Records for this task Start Marker

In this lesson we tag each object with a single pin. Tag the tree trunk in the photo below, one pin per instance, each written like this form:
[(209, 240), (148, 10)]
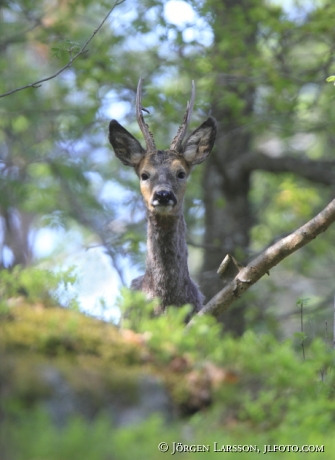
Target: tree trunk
[(228, 217)]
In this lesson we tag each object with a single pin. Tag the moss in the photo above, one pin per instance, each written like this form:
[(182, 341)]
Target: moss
[(57, 331)]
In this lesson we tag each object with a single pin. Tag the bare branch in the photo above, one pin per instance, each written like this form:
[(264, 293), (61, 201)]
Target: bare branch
[(83, 50), (268, 259)]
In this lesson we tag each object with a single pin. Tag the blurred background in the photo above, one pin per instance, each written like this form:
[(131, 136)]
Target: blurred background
[(260, 68)]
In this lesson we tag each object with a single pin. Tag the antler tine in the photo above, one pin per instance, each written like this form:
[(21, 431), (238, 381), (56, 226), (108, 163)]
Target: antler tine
[(148, 137), (178, 139)]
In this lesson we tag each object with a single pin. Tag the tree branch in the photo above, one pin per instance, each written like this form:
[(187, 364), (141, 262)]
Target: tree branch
[(268, 259), (83, 50), (322, 172)]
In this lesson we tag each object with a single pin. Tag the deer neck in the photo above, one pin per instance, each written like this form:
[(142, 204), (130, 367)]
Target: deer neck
[(166, 267)]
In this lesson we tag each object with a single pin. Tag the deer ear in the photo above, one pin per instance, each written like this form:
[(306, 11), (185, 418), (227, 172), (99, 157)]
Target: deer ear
[(125, 146), (199, 144)]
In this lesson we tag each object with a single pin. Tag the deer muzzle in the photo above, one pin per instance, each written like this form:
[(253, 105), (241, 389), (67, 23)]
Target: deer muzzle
[(163, 200)]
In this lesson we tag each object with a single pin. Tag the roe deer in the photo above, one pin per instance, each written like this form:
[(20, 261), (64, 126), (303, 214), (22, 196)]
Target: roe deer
[(163, 175)]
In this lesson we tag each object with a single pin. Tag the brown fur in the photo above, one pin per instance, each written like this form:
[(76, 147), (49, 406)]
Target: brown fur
[(161, 172)]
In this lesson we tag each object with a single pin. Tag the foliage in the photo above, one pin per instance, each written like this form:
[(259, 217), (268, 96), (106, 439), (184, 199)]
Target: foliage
[(37, 285), (259, 67), (253, 390)]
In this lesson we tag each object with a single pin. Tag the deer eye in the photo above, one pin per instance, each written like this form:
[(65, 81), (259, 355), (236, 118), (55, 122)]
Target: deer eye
[(144, 176)]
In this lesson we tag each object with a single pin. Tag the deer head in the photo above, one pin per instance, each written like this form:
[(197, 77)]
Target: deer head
[(163, 173)]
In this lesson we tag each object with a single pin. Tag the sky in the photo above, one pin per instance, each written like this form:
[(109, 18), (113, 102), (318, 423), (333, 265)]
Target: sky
[(96, 277)]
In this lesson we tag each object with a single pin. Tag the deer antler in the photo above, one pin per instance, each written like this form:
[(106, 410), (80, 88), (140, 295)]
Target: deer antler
[(148, 137), (178, 139)]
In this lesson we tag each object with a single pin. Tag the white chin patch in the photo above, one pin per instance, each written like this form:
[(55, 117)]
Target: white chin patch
[(160, 209)]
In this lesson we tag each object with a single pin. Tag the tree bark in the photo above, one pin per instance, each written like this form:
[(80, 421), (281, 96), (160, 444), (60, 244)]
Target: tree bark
[(250, 274), (226, 181)]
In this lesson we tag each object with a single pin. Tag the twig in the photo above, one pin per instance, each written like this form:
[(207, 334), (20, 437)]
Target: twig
[(268, 259), (83, 50)]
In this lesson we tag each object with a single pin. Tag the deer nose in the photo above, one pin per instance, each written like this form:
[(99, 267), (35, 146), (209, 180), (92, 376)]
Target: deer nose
[(164, 198)]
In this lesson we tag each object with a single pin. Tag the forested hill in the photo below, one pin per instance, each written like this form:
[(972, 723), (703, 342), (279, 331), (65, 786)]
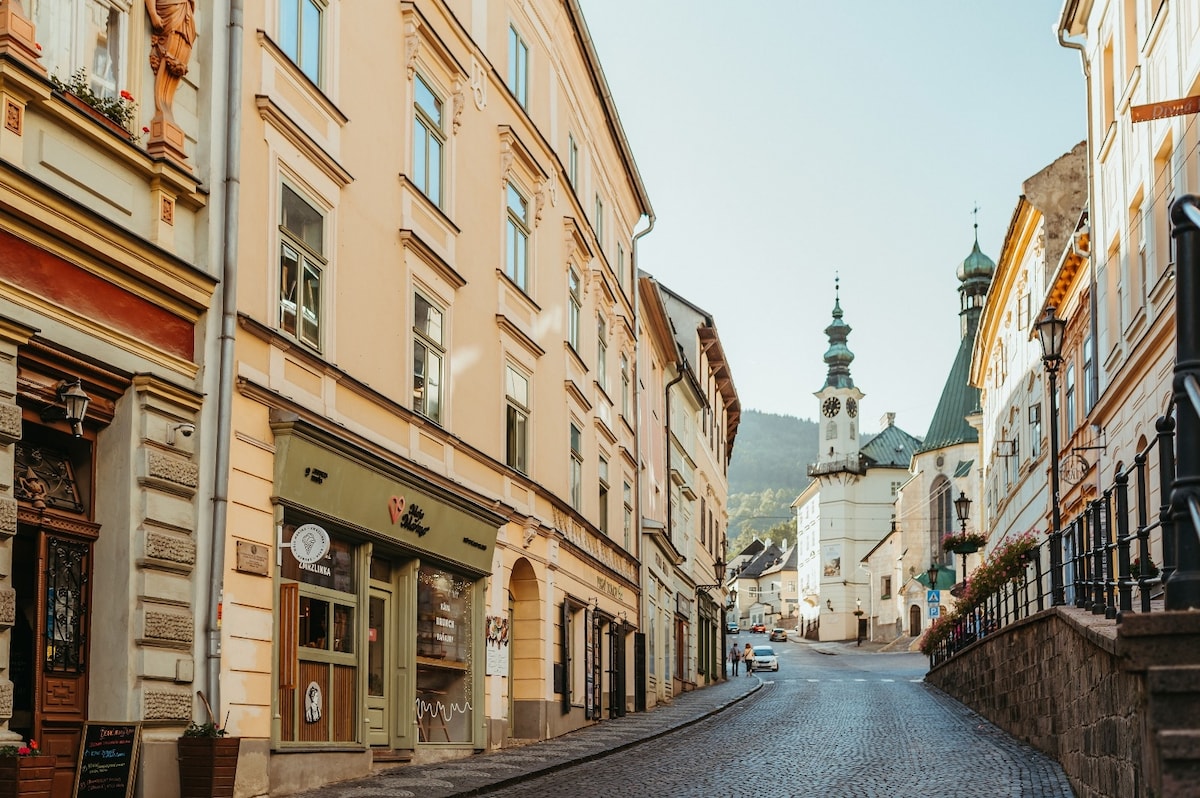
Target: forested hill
[(768, 471)]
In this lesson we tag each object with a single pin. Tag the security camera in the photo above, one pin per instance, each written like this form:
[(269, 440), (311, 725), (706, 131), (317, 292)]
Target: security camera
[(186, 430)]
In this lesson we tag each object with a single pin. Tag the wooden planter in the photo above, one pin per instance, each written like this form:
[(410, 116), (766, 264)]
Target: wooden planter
[(208, 766), (27, 777)]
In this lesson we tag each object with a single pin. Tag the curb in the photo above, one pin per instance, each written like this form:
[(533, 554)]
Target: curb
[(483, 790)]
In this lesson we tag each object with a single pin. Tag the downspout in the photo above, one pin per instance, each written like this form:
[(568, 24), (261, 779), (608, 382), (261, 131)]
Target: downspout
[(228, 328), (1092, 324)]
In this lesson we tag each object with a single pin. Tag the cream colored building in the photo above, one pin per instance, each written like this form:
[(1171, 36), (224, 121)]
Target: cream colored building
[(1117, 293), (436, 337), (111, 253)]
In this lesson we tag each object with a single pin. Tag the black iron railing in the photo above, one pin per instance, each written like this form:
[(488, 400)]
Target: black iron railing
[(1104, 552)]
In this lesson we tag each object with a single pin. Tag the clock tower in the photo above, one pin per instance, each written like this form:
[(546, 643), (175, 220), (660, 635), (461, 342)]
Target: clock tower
[(839, 402)]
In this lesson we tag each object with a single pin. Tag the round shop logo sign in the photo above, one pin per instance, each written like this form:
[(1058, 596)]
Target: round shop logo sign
[(310, 543)]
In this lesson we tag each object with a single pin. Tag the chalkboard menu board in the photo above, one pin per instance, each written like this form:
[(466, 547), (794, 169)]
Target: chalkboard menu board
[(108, 760)]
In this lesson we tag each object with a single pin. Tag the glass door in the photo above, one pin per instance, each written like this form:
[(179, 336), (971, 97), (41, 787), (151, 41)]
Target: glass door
[(378, 667)]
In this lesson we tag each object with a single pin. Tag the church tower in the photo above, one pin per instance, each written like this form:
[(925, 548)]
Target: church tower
[(839, 402)]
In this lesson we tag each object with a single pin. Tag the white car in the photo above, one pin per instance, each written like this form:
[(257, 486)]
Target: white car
[(765, 659)]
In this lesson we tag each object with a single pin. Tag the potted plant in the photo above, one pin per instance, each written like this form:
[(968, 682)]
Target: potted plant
[(24, 772), (208, 759), (118, 113)]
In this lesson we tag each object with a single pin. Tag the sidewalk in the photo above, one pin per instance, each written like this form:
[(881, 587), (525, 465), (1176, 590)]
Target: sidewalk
[(484, 772)]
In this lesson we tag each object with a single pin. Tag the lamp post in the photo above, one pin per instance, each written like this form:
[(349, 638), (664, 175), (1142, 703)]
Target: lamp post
[(1050, 331), (963, 510)]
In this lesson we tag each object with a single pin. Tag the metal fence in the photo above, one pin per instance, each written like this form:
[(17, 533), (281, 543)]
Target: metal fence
[(1103, 555)]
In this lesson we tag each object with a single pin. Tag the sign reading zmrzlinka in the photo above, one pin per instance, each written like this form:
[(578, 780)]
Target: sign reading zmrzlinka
[(108, 760)]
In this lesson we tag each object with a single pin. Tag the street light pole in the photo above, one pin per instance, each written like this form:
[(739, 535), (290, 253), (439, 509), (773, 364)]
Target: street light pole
[(1050, 331)]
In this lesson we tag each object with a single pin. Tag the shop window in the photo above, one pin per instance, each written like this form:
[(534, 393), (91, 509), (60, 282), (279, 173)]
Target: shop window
[(318, 651), (444, 663)]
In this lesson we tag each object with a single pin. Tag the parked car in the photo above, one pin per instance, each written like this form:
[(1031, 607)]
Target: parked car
[(765, 659)]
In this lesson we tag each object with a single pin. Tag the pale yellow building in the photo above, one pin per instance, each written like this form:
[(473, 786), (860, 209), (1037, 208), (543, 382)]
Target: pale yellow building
[(436, 341)]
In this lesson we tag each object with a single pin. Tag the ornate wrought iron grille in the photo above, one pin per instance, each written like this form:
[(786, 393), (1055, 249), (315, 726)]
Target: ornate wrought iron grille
[(66, 605), (46, 478)]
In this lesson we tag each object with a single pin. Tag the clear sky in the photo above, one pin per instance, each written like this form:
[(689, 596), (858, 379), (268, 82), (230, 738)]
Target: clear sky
[(785, 142)]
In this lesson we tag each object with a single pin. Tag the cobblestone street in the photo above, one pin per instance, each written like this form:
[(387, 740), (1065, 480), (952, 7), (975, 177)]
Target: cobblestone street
[(837, 721)]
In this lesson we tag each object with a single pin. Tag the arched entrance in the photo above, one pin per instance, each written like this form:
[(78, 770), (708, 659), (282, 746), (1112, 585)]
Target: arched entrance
[(527, 679)]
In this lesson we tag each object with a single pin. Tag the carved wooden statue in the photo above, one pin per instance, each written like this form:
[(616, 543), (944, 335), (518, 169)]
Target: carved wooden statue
[(173, 24)]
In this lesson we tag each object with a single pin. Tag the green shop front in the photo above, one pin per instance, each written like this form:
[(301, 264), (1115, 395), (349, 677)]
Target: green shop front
[(379, 621)]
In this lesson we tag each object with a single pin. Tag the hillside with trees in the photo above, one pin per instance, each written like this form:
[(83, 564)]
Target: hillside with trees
[(767, 472)]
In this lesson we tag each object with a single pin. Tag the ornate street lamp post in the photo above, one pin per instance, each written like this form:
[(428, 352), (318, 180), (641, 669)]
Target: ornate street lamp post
[(1050, 331)]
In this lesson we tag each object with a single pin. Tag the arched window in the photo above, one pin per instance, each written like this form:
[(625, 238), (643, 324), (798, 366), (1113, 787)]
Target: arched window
[(941, 519)]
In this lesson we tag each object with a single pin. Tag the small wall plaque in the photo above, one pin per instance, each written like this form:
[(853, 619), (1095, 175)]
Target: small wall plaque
[(253, 558)]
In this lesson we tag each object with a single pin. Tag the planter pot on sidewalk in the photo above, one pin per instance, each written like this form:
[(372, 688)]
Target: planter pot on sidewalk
[(27, 777), (208, 766)]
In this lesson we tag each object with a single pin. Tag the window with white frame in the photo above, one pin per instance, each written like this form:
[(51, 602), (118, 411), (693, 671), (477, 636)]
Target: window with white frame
[(429, 358), (624, 384), (627, 492), (519, 66), (301, 263), (573, 161), (576, 473), (603, 353), (574, 307), (516, 420), (300, 35), (1068, 401), (89, 35), (429, 141), (603, 495), (517, 237), (599, 221)]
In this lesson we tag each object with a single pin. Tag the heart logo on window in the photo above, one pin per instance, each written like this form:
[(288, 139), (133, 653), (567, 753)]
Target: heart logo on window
[(396, 508)]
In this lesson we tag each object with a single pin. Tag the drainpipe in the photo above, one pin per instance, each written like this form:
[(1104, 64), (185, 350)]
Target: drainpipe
[(1093, 305), (228, 328)]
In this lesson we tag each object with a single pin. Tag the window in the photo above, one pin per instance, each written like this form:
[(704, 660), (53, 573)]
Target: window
[(599, 221), (627, 493), (574, 306), (444, 666), (427, 141), (573, 161), (84, 35), (517, 245), (429, 355), (603, 353), (1090, 376), (301, 262), (624, 385), (576, 474), (300, 22), (1035, 431), (519, 66), (318, 658), (516, 420), (604, 495), (1068, 401)]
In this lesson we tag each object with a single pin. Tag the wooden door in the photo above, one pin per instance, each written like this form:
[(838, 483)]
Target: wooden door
[(49, 657)]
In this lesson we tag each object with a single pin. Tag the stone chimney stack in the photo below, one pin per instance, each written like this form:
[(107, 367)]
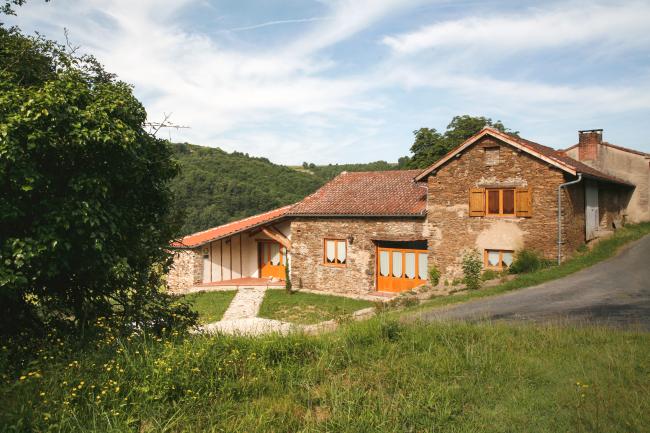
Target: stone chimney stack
[(589, 142)]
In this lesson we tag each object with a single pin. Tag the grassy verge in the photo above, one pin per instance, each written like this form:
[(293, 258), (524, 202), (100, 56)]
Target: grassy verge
[(307, 308), (371, 376), (601, 251), (211, 305)]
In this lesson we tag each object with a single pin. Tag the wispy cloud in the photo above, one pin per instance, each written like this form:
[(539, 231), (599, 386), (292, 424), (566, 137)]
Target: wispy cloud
[(277, 22), (299, 99), (564, 25)]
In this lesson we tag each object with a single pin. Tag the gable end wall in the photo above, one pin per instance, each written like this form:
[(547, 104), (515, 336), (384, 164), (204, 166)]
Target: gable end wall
[(452, 230)]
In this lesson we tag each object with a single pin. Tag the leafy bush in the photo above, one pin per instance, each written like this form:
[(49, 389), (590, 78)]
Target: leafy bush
[(434, 275), (472, 266), (490, 274), (86, 216), (528, 261)]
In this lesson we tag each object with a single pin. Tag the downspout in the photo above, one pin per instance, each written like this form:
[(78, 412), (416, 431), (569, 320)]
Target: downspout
[(559, 215)]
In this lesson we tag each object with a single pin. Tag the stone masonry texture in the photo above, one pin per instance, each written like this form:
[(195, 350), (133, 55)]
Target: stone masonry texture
[(186, 270), (358, 275), (453, 231)]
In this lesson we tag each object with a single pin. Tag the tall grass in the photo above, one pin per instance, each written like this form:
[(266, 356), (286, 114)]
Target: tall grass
[(378, 375)]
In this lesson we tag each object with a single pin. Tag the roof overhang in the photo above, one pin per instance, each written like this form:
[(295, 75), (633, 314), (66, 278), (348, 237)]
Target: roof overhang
[(499, 136), (326, 215), (178, 245)]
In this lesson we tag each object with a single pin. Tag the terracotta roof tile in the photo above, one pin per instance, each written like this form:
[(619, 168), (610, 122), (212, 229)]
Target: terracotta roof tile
[(614, 146), (200, 238), (557, 158), (373, 193), (578, 166)]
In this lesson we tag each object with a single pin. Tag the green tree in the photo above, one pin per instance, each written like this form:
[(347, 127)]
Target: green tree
[(430, 145), (84, 221)]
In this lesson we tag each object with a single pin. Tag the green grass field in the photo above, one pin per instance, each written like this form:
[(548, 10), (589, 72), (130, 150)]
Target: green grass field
[(307, 308), (373, 376), (210, 305)]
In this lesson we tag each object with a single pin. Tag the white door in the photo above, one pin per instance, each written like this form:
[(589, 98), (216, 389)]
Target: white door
[(591, 209)]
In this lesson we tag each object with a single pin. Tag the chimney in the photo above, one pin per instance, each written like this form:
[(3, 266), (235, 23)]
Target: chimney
[(589, 142)]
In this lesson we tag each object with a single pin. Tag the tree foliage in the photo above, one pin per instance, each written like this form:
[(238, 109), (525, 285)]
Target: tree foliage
[(215, 187), (85, 218), (430, 145)]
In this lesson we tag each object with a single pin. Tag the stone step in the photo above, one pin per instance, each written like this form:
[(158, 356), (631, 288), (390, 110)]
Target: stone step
[(246, 303)]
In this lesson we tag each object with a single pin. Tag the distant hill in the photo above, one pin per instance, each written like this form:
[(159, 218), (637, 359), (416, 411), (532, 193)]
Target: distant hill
[(215, 187), (328, 172)]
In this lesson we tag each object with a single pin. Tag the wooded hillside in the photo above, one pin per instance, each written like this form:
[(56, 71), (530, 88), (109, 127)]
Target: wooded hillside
[(215, 187)]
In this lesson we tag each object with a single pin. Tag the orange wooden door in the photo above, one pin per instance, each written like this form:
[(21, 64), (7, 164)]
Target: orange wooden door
[(400, 269), (272, 260)]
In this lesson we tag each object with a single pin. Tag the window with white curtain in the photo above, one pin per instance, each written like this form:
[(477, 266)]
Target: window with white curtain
[(275, 254), (409, 265), (498, 259), (335, 252), (384, 263), (397, 264), (422, 266)]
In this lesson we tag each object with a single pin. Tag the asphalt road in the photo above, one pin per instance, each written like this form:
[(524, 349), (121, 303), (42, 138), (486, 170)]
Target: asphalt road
[(614, 292)]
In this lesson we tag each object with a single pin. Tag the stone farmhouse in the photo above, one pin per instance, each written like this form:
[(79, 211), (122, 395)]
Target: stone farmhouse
[(382, 231)]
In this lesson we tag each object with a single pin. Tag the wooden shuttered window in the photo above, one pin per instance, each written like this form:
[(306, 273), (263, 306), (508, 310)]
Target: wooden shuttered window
[(501, 200), (523, 202), (477, 202)]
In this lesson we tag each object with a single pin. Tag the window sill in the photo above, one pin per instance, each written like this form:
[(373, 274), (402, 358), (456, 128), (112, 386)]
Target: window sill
[(334, 265)]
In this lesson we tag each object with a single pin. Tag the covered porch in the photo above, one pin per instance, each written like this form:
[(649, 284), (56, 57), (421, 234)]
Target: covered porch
[(253, 252)]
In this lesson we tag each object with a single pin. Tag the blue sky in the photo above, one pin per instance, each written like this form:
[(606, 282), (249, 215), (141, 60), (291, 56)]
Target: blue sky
[(348, 81)]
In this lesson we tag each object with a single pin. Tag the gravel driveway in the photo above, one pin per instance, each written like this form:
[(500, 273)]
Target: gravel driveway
[(614, 292)]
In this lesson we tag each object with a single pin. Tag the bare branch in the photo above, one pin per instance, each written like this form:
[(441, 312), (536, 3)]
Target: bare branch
[(157, 126)]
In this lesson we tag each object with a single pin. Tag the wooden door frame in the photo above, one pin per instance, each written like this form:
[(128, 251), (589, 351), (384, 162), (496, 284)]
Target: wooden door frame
[(390, 263), (261, 242)]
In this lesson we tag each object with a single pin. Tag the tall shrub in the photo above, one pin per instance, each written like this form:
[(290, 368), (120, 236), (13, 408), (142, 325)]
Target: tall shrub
[(472, 266), (85, 216)]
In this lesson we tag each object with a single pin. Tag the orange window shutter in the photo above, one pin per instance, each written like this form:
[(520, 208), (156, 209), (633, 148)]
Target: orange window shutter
[(477, 202), (523, 203)]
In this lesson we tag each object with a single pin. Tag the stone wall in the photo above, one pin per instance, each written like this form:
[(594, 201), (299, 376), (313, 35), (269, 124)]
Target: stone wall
[(453, 232), (631, 166), (358, 275), (186, 270)]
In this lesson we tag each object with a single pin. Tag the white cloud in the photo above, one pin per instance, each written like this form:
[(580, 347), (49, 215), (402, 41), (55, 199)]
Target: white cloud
[(565, 25), (292, 103)]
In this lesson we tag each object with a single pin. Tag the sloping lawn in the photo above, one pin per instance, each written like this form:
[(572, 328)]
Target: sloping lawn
[(307, 308), (210, 305), (371, 376)]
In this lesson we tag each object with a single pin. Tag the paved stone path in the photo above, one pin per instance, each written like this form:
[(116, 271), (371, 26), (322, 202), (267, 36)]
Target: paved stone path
[(245, 304), (241, 318)]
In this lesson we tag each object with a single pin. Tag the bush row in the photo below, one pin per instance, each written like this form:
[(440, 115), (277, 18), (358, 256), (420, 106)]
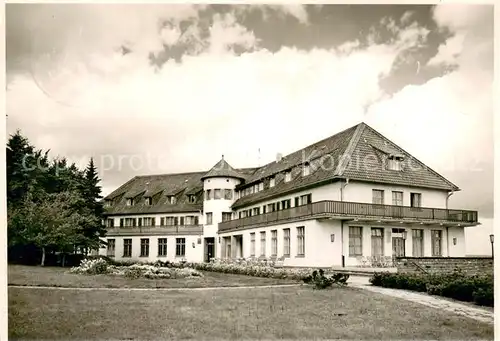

Records for this task End Marker

All lines above from the one containing "Tag the brown" to the one containing "[(207, 334), (20, 437)]" must be repeated exactly, both lines included, and no others.

• Solution below:
In this lesson we tag each object with a single pin. Tag the brown fur in the photo above, one pin per instance, each written like this form:
[(76, 147), (49, 406)]
Target: brown fur
[(161, 172)]
In this lesson we tag each object with a single pin. Tag the foliage in the photo above, one pin per instance, each written like this form:
[(259, 217), (268, 96), (106, 439), (184, 199)]
Target: foliage
[(37, 285), (259, 67), (253, 390)]
In this lesson we tag each object with a single pin. Tag the deer eye in the photo above, one pin per instance, each written like this form:
[(65, 81), (259, 355), (236, 118), (55, 122)]
Target: deer eye
[(144, 176)]
In this lesson we tag each object with a single pin. Tag the deer head in the photo above, one pin per instance, each written like this form:
[(197, 77)]
Target: deer head
[(163, 173)]
In this lesson we tag each object with a single pin. Tag the sky in the photo above, one pin per instance, each written like this form:
[(109, 18), (113, 102), (318, 423), (333, 265)]
Target: sky
[(96, 277)]
In this lesson we tag each object with a single pin. Tag the deer antler in the photo above, one pin per instance, each written like this form:
[(106, 410), (80, 88), (140, 295)]
Target: deer antler
[(148, 137), (178, 139)]
In this lesson we tag each object with a single pin. Tag the white chin patch in the photo above, one pin per instance, each written like this form:
[(55, 117)]
Target: white chin patch
[(160, 209)]
In this lesson we tag each object with a single pin. Tag the tree bark in the photo above, one pin per instance, each written like this form:
[(80, 421), (281, 96), (160, 444), (60, 244)]
Target: tree bark
[(250, 274), (226, 181)]
In this lesson we tag each object with a single pin. Tag the twig in the photo above, one pin per instance, each written like this form:
[(207, 334), (20, 437)]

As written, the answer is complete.